BEGIN Passage

December 14, 2017 at 9:21 am #182149AnonymousGuestDear Michael:
Nihilism, meaning … nothing matters, life is meaningless, in my understanding, simplified.
In your post, you expressed that it does matter to you that you “didn’t learn anything”, that you “had to cheat”, that you “don’t really talk to anyone”, that you “don’t know how to have fun”, that you “don’t experience too many emotions”, that you do “stupid stuff on the computer for hours and hours”, and that you “had dreams and none of them have been turned into reality.”
It matters to you that you “pretty much wasted 2 years of (your) life” and this is why you started this thread, with this title.
I think that the basis to your nothing-matters is your belief that “nothing is for sure”-
There is a whole lot that is for sure. Yes, there are lots of opinions but there are also lots of facts: gravity, death, the drive to survive, a child’s motivation to please a parent, these are only four of the many facts, the many sure things in life.
As animals we share their drive to survive. In certain distressing times, the nothing-matters state of mind helps survive those times. Long term, for us humans, it doesn’t work because of our ability to think elaborately. With all that thinking ability we must have a meaning, so to… find a home for all that thinking, to house it.
That meaning doesn’t have to be one passion to carry a person through a lifetime, and it doesn’t need one that would satisfy a social convention, such as becoming rich-and-famous. It needs to be a meaning that will occupy you, to house all that thinking that you do.
My advice, therefore: find your meaning. If you would like, explore it some, right here.
anita
December 14, 2017 at 10:51 am #182161PeterParticipant“Nothing we learn in this world is ever wasted.” – Eleanor Roosevelt
So
“The only real mistake is the one from which we learn nothing.” – H Ford
“The dogmas of the quiet past, are inadequate to the stormy present. The occasion is piled high with difficulty, and we must rise — with the occasion. As our case is new, so we must think anew, and act anew.” — Abraham Lincoln
To sit to long in the wound of regret will leave you no energy to rise to the occasion. There is a time for all things. Learn what you need to from regret and move forward.

END Passage
BEGIN Study material

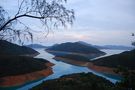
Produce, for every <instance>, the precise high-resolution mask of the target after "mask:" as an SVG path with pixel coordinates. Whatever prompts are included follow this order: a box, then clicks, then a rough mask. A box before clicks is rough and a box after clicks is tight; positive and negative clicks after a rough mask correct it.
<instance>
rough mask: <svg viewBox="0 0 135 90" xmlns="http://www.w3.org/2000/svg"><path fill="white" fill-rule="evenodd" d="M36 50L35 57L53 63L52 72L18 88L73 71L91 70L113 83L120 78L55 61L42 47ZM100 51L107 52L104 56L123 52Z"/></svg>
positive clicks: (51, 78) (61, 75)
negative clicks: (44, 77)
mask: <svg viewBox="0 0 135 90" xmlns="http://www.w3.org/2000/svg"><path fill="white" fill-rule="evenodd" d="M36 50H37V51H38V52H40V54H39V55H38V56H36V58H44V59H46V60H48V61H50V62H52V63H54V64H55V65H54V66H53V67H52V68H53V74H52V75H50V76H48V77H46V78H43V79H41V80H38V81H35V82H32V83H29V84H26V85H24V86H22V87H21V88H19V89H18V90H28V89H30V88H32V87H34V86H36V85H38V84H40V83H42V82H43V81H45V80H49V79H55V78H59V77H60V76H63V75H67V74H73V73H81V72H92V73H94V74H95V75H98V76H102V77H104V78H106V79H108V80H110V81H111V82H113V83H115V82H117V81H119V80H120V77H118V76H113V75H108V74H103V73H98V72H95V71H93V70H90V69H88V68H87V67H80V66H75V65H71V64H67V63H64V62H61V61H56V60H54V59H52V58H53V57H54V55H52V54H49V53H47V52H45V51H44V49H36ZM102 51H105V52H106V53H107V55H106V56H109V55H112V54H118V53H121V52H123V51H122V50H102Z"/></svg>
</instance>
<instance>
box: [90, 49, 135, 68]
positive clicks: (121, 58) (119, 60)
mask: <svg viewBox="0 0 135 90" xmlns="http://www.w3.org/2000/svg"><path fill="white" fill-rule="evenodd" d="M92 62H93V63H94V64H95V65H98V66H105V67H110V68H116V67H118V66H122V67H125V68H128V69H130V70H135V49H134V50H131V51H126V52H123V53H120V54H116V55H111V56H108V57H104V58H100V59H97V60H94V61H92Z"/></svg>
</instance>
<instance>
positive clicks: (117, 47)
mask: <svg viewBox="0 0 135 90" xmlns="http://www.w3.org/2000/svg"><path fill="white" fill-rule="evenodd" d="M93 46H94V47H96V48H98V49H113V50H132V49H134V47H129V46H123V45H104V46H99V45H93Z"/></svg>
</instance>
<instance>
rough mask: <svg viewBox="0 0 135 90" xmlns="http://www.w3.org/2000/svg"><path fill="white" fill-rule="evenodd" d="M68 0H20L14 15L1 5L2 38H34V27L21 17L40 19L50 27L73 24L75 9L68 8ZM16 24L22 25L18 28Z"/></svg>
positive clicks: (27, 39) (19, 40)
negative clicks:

END Study material
BEGIN Study material

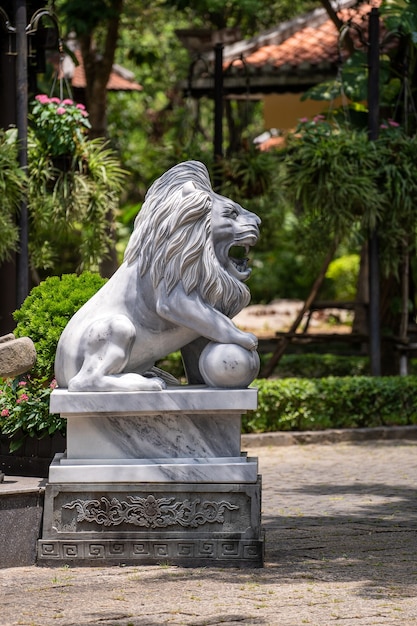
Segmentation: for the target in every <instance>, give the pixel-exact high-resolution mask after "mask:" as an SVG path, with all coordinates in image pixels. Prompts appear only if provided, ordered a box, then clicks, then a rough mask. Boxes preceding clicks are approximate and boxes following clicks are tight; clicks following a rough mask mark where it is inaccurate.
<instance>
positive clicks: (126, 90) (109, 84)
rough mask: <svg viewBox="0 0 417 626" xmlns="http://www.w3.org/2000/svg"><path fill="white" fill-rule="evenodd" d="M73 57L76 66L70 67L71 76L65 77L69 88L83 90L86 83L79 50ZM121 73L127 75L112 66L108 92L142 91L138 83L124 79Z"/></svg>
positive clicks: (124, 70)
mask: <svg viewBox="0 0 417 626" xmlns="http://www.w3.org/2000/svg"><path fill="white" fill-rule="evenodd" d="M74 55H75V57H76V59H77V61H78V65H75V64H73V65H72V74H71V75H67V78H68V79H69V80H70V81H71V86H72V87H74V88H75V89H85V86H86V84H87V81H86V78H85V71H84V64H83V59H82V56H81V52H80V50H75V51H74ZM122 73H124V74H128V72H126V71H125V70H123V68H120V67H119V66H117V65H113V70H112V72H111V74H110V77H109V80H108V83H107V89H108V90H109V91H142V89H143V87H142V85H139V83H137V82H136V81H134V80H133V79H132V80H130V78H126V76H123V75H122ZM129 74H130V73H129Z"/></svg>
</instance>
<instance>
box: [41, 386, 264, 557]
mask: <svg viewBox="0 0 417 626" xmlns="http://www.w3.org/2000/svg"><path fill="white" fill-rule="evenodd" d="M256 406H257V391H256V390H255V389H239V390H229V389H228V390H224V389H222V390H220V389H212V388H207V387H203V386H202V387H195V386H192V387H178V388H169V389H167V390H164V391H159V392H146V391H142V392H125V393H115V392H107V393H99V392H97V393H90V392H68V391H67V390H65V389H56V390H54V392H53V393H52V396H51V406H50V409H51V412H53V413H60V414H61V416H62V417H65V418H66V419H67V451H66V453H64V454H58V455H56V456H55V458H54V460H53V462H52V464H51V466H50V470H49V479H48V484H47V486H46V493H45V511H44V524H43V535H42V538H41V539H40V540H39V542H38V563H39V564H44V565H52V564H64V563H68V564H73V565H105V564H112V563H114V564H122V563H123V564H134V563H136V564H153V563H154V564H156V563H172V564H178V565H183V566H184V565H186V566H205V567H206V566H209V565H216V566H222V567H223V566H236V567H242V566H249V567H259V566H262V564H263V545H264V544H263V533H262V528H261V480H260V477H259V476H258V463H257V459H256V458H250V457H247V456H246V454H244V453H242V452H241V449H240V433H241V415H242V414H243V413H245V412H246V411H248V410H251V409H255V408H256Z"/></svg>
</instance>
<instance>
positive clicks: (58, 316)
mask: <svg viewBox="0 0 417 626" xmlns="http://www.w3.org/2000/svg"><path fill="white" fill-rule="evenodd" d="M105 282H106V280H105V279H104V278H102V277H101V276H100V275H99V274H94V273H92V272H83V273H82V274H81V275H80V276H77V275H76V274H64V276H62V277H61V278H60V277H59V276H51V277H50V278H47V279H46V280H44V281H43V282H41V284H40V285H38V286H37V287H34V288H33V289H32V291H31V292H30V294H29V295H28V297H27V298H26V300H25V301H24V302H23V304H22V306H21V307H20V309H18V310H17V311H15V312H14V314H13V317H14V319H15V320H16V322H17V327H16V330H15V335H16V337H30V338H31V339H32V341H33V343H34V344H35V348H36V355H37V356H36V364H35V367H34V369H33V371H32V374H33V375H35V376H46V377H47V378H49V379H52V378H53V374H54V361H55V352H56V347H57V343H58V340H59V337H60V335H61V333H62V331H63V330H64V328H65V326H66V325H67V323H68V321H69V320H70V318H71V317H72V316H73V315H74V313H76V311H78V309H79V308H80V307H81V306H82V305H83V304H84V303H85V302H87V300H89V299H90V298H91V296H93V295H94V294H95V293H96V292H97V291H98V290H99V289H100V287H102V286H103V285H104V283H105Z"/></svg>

END Study material

_Activities_.
**a.** In the nihilism thread, translate this sentence into Spanish: "Learn what you need to from regret and move forward."
**b.** The nihilism thread names several facts it calls sure things in life. List all of them.
**c.** Carry on the nihilism thread from its last line.

_List of answers_.
**a.** Aprende lo que necesites del arrepentimiento y sigue adelante.

**b.**
- gravity
- death
- the drive to survive
- a child's motivation to please a parent

**c.**
“I used to be a very opinionated person, but now I realize that nothing is for sure, so don’t really have any strong opinions” “Wise men speak because they have something to say; Fools because they have to say something.” – Plato
There is no need for strong opinions to stand and do what you feel and think is right for you in the moment. What more can you ask of yourselves or others? Uncertainty and not knowing, if we do not fear it, opens the door to wisdom and compassion, certainty the door to fanaticism. You are in a moment of transition, a tipping point, walk through the door that affirms your authentic self and you will see that nothing you have experienced will have been wasted.
“When an ordinary man attains knowledge, he is a sage; when a sage attains understanding, he is an ordinary man.”
December 15, 2017 at 9:25 am #182393PeterParticipantNihilism – nothing has intrinsic meaning or value… including this thing we call nihilism.
If you find yourself on path of nihilism, open the door and walk thorough, don’t fight it. On the other side of the door is Absurdism. Life in all its complex simplicities is absurd especially when we try to measure it (control it). Awakening to the absurd one might laugh or cry or both… and when the laughing and crying subsides, smile. The greatest absurdity is our measuring and labeling. The greatest absurdity is us. When we awaken to absurdity that is I we can choose to be happy.
Say Yes to life as it is and choose to be happy. Free. Happiness no longer linked to this or that desire, this or that understanding of meaning or purpose. Just happy because you can.